***** Data for this task

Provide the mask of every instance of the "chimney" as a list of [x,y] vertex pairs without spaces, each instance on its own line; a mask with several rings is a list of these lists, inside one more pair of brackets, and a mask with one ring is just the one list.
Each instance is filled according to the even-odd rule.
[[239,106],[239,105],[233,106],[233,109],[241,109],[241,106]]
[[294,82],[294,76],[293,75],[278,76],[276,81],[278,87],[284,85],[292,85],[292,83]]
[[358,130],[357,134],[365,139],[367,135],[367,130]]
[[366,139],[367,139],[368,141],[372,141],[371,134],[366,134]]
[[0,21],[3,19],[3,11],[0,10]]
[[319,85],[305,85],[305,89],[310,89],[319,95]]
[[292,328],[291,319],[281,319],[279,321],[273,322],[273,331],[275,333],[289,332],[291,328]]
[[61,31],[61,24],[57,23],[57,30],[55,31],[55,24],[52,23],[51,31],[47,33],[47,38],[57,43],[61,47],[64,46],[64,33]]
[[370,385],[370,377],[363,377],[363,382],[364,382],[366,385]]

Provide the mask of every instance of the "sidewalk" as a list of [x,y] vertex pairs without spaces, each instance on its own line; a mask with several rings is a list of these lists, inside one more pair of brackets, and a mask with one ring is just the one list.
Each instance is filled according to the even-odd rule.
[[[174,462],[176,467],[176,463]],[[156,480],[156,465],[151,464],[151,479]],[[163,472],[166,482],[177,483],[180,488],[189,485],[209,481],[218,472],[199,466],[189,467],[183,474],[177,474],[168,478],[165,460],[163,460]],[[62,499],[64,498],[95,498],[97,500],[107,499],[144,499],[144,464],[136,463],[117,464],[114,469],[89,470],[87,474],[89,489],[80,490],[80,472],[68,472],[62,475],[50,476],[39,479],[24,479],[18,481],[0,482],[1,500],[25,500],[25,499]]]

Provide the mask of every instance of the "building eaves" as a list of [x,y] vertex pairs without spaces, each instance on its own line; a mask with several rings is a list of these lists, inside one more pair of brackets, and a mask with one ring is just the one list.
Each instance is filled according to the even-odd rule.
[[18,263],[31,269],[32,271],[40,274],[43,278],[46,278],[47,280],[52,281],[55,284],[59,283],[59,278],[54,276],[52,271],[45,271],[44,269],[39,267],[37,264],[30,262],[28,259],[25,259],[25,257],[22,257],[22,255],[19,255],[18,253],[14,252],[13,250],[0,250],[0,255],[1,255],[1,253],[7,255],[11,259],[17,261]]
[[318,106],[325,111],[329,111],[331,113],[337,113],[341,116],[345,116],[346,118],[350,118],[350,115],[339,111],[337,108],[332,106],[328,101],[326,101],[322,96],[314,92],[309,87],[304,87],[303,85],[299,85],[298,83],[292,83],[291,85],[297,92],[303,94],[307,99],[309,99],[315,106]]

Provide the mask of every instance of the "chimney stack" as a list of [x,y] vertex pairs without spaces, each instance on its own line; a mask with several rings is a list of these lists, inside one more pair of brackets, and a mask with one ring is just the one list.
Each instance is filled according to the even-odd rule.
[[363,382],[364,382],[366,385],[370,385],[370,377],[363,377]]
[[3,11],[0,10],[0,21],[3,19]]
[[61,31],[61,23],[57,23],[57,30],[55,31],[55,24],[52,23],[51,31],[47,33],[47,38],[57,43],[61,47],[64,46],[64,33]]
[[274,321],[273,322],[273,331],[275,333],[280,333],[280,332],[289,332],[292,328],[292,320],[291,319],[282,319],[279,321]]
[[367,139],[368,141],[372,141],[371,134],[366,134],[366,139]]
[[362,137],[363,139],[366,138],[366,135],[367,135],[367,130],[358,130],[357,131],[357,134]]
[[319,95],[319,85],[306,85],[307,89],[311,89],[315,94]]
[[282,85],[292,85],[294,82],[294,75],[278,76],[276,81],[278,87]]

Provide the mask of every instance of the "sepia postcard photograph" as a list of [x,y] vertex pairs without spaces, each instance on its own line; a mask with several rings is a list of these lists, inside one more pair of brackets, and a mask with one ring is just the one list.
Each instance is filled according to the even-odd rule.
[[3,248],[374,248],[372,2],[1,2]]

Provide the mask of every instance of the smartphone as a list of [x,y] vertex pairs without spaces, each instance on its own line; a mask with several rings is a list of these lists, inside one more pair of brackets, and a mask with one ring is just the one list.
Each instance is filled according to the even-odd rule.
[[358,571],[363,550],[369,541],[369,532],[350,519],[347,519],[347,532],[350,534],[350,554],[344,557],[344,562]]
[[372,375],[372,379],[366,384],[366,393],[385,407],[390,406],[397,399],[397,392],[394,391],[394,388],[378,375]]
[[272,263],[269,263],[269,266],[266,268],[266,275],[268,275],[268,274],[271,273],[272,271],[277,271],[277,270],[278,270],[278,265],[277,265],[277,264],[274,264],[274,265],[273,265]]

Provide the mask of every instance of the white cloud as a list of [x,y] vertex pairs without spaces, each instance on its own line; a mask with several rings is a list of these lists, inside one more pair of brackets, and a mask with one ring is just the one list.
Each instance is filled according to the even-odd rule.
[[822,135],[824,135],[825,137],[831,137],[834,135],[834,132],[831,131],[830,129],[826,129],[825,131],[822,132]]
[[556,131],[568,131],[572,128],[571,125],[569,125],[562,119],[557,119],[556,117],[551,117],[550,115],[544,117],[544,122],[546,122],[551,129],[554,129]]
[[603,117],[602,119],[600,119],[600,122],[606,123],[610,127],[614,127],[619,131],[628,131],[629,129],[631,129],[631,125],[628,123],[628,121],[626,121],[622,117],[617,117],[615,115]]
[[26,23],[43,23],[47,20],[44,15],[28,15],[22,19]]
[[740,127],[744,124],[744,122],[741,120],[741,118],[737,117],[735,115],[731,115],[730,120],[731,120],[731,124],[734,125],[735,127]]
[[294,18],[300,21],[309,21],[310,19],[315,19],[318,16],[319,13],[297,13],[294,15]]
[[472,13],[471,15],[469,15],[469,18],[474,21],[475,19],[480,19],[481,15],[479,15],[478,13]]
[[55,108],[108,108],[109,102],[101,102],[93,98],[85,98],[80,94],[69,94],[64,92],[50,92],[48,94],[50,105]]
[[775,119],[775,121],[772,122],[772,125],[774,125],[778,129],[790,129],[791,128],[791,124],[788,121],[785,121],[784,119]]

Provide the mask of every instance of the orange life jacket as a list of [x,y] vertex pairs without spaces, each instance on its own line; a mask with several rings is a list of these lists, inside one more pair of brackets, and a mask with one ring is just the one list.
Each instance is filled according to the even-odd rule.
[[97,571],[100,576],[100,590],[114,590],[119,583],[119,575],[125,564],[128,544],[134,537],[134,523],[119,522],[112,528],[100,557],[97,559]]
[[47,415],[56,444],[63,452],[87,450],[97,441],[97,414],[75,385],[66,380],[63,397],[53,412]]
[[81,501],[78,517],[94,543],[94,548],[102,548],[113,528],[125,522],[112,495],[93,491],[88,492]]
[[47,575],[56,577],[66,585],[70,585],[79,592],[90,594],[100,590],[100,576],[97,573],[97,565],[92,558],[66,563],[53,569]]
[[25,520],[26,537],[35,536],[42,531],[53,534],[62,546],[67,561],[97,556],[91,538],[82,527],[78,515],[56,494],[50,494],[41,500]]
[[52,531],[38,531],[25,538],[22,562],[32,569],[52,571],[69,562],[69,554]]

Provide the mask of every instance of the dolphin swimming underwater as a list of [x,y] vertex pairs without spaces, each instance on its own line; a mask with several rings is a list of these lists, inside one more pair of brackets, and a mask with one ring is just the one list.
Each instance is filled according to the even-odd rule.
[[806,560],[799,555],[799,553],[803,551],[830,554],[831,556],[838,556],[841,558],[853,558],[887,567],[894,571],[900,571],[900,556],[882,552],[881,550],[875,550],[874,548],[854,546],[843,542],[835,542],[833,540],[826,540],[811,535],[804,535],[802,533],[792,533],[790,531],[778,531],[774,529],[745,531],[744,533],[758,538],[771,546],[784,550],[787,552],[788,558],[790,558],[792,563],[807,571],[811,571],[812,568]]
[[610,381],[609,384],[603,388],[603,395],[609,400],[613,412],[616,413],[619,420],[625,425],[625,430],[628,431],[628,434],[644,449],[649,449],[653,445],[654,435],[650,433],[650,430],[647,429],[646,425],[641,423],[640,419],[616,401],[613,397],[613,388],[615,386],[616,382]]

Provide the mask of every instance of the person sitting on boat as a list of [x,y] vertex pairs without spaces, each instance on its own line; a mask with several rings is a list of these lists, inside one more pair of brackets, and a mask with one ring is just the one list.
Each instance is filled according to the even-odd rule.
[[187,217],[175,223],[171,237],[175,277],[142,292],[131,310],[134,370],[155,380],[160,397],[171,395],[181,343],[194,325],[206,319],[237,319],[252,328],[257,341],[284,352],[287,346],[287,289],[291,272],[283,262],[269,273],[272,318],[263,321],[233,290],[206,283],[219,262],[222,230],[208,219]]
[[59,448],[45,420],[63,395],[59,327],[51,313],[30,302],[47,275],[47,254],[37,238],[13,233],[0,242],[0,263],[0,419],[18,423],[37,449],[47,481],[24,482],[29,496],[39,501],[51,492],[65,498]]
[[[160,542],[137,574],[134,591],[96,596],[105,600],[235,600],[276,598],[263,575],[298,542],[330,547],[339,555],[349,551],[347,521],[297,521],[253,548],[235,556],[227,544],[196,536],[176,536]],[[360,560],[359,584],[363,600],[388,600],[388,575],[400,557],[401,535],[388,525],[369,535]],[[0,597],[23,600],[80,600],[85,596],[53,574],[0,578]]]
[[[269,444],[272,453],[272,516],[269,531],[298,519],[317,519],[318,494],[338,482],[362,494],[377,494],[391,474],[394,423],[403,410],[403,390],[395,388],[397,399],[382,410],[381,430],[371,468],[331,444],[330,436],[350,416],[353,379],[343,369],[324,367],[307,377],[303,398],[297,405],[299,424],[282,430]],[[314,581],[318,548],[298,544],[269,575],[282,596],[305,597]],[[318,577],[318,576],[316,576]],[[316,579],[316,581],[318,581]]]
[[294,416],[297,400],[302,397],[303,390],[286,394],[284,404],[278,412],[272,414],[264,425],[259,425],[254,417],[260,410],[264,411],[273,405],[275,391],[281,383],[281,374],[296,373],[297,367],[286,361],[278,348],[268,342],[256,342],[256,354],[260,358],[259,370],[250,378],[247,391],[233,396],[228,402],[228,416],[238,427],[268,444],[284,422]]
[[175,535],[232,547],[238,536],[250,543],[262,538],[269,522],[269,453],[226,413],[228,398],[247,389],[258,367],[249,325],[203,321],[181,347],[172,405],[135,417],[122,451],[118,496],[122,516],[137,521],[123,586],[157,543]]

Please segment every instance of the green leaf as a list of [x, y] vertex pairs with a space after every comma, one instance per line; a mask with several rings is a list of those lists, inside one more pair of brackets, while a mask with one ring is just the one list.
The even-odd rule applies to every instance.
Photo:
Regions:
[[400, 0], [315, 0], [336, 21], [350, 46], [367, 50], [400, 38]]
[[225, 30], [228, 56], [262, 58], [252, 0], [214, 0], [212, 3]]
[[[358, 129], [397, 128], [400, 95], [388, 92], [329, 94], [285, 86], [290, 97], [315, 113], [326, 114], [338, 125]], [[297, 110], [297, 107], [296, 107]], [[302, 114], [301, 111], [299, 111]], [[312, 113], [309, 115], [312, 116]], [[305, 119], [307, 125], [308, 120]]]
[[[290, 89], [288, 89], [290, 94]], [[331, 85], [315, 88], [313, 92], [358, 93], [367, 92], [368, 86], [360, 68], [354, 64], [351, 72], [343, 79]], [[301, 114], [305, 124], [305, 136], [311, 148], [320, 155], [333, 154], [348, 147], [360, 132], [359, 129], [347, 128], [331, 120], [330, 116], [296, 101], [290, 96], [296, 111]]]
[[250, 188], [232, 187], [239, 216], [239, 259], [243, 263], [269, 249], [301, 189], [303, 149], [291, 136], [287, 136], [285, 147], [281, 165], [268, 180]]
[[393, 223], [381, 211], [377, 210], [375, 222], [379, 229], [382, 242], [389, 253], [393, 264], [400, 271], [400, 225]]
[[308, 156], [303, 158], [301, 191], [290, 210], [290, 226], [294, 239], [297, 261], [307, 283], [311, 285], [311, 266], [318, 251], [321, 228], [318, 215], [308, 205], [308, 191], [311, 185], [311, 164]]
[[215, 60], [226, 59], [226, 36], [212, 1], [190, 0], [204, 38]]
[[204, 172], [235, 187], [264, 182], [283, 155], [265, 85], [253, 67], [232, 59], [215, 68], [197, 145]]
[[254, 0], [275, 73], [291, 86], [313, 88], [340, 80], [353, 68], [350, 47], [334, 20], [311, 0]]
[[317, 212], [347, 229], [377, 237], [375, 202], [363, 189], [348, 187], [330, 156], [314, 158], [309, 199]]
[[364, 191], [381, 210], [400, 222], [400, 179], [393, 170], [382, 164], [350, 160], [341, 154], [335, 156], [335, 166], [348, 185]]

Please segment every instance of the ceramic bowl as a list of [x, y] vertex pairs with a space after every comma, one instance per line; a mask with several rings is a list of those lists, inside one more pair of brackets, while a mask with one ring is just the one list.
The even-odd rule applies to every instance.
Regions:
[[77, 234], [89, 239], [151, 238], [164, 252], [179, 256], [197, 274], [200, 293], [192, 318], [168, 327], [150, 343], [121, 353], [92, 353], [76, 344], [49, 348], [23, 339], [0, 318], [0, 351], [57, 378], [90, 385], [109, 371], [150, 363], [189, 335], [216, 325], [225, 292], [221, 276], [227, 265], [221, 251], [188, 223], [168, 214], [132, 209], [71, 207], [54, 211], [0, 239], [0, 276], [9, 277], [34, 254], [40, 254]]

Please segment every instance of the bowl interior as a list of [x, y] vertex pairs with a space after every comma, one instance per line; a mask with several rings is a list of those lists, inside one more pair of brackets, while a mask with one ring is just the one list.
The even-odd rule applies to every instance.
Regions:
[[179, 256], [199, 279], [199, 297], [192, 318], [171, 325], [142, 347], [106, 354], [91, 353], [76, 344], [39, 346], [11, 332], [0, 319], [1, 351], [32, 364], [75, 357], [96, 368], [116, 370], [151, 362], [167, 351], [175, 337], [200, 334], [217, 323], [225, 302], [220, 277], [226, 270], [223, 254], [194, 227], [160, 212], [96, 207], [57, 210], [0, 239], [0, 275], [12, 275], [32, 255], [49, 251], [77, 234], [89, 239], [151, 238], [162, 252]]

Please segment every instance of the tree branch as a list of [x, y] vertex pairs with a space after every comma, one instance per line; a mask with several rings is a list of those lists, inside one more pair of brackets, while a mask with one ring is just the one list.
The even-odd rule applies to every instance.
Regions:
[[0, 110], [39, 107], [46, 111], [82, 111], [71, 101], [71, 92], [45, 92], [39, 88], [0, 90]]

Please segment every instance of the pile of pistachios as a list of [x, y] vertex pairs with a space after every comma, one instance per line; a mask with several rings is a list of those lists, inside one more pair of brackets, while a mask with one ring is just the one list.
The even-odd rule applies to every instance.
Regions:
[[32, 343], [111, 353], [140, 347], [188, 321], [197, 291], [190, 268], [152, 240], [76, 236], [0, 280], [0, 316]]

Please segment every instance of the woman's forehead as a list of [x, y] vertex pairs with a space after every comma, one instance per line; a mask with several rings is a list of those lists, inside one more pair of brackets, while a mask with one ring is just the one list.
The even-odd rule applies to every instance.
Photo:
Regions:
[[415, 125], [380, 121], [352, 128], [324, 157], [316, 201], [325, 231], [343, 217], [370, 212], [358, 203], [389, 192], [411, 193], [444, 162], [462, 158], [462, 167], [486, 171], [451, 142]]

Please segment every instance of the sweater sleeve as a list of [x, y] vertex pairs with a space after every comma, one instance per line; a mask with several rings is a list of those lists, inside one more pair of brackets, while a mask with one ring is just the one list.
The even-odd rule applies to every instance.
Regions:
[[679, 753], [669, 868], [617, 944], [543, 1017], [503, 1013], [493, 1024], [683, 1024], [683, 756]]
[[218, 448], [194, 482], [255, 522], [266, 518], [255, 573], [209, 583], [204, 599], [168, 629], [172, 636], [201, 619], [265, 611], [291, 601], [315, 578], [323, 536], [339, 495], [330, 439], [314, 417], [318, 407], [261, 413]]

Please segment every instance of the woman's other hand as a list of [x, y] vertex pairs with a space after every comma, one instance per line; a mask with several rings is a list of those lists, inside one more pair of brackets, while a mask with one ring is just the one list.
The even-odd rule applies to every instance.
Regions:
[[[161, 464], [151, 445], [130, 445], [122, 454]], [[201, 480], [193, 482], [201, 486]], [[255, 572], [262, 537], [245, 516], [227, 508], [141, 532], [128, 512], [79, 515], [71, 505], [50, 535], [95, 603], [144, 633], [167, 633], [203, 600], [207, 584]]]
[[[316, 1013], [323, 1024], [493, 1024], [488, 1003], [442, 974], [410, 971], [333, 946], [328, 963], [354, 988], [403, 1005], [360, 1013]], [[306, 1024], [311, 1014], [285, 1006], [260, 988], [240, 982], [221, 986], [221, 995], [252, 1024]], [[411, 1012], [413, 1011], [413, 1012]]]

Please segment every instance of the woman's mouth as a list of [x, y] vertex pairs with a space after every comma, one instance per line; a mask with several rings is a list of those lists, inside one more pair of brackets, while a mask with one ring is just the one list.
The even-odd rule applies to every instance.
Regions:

**********

- _Work task_:
The answer must be all the lines above that hold the word "chimney".

- _Response_:
Provide the mask of every instance of the "chimney" as a list of [x,y] vertex pairs without spaces, each instance on its own line; a mask with several rings is a list of these lists, inside one more pair of brackets, and a mask with one ring is just the one list.
Provide the mask of every instance of the "chimney stack" as a list of [x,y] vertex pairs without spaces, each instance on its own line; a mask with several rings is a list of these lists, inside one more pair of brackets, and a mask with one ring is just the one list.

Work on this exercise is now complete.